→ **Aim 1**:
Answer these questions using the article on HBCU enrollment:
(a) By about what percentage did total fall enrollment at HBCUs rise between the 2016 and 2017 academic years?
(b) Who is the president of Dillard University?
(c) Of which show was "A Different World" a spinoff?
***** Extract to read *****
In addition to creating buzz on HBCU campuses, Beyoncé’s performance may have also had an impact on prospective students’ decision-making. Page said that when she spoke to high school seniors last year who were considering Spelman as part of an admitted students program, “I heard Coachella brought up a lot.”

“We welcome the opportunity to join in the celebration of the invaluable contributions and distinct culture of historically Black colleges and universities,” Spelman’s president, Mary Schmidt Campbell, said of Tuesday night’s screening.

It’s perhaps too early and complicated to tell if there’s been a Beyoncé-bump in enrollment at these schools. But her performance comes as part of a broader increase in enrollment at HBCUs over the past few years. The uptick is a result of a variety of factors, including, experts say, more cultural and political appreciation for the schools.

That includes prominent politicians like U.S. Sen. Kamala Harris, a California Democrat running for president and Stacey Abrams, who narrowly lost the race for Georgia governor, highlighting their experiences at HBCUs on the campaign trail and looking to their alumni communities for political support. In addition, movies like Jordan Peele’s “Us,” which features prominent references to Howard University, are also putting the spotlight on these schools.

Total fall enrollment at HBCUs ticked up about 2% between the 2016 and 2017 academic years, even as college enrollment overall declined.

“It’s been a part of now a four-year movement that we’re seeing that has embraced and affirmed HBCUs in a way that hadn’t happened in recent years,” said Walter Kimbrough, the president of Dillard University, a private HBCU in New Orleans. Still, “whenever Beyoncé does something it takes it to another level,” he added.

Her performance and other more recent references to HBCUs aren’t the first pop culture references highlighting the schools. “A Different World,” a late 1980s and early 1990s-era sitcom and spinoff of “The Cosby Show” focused on the experiences of Denise Huxtable at a fictional historically black college. The show, which ran for several seasons, helped to influence a cohort of students to consider HBCUs that hadn’t necessarily before, said Crystal deGregory, a history professor at Kentucky State University, an HBCU.

“Is it a moment that is going to translate to dividends as enduring as lets say A Different World? I don’t think so,” deGregory said of Beyoncé’s performance. “Trends in pop culture are really too fleeting at this moment.”

In addition, HBCUs have faced enrollment challenges over the past several years. It may take more than some goodwill from a major star to overcome those hurdles. At the same time “A Different World” was pushing some students towards HBCUs, “you also had those most affluent in black America trying to demonstrate in the positioning of their children in highly selective and historically white institutions that they had arrived — that they were somebody,” deGregory said.
***** Dataset excerpts *****
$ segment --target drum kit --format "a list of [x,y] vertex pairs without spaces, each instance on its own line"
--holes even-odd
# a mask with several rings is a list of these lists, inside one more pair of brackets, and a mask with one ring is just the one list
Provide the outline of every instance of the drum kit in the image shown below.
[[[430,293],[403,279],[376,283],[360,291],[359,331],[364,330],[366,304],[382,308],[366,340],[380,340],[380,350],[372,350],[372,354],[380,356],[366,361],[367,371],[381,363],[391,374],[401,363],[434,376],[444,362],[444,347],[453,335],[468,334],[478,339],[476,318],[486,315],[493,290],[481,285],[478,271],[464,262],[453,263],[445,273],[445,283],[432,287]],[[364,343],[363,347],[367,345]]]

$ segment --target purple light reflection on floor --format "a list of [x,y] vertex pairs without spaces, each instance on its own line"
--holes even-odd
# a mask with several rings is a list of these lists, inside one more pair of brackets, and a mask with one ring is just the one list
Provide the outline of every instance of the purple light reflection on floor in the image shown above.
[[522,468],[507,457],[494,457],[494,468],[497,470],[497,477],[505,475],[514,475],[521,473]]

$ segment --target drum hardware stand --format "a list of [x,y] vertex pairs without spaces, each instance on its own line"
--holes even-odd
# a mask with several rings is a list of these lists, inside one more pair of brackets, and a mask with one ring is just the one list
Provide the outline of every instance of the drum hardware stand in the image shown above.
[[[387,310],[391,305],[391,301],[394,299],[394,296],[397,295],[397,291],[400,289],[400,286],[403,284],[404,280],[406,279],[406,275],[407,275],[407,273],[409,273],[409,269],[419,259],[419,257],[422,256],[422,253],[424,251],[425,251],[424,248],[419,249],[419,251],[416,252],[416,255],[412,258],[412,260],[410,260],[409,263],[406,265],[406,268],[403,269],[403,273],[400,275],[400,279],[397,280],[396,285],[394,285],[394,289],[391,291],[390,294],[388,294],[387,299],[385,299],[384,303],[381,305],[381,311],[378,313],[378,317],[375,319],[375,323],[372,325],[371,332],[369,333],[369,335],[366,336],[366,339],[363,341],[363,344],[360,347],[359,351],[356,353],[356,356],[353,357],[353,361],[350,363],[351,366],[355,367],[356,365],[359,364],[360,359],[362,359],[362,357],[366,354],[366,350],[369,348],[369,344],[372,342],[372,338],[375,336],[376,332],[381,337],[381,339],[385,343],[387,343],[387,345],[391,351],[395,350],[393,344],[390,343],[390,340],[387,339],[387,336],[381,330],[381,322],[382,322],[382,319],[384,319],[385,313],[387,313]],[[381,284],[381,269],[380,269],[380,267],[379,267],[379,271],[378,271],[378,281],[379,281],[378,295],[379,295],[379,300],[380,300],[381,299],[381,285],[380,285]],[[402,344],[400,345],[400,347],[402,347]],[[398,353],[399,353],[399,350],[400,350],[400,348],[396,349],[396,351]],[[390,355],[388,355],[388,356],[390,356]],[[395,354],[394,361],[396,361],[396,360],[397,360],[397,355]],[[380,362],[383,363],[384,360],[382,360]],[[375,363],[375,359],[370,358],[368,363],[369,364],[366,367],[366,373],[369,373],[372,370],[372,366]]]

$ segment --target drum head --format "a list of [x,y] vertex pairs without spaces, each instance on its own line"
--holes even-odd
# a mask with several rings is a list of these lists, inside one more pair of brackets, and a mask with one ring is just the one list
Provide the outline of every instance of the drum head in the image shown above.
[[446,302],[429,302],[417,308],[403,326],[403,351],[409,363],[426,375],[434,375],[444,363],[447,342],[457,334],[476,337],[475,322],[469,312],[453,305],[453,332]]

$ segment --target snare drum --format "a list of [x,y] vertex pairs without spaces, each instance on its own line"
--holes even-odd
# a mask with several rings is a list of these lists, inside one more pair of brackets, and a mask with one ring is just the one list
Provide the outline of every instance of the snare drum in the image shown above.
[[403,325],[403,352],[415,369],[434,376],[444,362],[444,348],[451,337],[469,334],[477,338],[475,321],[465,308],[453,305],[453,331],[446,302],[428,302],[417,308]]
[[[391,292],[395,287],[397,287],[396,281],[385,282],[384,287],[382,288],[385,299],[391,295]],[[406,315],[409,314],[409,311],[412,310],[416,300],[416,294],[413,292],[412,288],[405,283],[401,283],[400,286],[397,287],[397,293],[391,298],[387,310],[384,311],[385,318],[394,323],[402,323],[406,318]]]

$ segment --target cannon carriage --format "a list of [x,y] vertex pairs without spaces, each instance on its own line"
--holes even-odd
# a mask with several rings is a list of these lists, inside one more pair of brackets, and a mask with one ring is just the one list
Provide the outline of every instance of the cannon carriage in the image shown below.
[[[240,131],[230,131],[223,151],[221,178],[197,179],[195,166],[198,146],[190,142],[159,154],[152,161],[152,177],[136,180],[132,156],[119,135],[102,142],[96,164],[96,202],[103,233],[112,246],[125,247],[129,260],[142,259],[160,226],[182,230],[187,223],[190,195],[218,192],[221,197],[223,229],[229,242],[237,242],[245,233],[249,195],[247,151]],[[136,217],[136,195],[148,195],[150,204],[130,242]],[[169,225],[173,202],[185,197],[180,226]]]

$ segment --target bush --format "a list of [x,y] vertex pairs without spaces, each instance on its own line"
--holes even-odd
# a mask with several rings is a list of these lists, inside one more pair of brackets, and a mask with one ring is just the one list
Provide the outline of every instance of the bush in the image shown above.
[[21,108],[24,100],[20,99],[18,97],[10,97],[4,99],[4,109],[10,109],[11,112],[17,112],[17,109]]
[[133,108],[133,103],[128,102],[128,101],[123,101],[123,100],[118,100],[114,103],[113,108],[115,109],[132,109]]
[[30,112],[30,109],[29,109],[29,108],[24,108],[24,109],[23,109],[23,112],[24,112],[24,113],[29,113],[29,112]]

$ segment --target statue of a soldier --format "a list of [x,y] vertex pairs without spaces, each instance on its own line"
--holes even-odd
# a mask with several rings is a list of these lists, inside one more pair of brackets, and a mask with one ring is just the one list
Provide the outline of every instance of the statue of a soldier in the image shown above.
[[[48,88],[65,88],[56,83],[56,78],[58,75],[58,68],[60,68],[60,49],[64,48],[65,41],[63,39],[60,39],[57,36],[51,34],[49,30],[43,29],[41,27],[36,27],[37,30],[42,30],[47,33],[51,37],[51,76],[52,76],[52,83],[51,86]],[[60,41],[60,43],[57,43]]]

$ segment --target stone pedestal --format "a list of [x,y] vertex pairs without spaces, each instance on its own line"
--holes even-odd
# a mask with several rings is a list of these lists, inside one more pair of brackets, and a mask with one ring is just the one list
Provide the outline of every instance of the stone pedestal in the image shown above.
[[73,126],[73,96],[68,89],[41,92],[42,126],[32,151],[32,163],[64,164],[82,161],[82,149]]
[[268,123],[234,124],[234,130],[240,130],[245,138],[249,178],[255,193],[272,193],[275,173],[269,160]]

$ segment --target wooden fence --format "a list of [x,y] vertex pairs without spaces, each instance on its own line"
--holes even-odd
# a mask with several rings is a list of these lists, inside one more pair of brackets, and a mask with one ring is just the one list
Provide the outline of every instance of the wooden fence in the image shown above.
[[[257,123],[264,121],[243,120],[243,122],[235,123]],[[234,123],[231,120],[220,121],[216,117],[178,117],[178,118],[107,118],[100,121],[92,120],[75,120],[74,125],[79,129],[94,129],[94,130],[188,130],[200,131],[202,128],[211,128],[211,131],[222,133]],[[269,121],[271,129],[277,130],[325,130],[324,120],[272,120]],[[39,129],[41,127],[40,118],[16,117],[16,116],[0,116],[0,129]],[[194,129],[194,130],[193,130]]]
*****
→ **Aim 2**: From the region labeling entries, repeat the lines starting at the line that contains "segment --target stone" and ending at the line that contains "Provide the outline of every instance of the stone", including both of those lines.

→ **Expected output 1**:
(a) About 2%
(b) Walter Kimbrough
(c) "The Cosby Show"

→ **Expected output 2**:
$ segment --target stone pedestal --format "a list of [x,y] vertex pairs without spaces, each instance on its own line"
--holes even-odd
# a mask with several rings is a list of these lists, inside one more pair of brackets, and a mask with one ring is just the one list
Provide the outline of every instance of the stone pedestal in the image shown above.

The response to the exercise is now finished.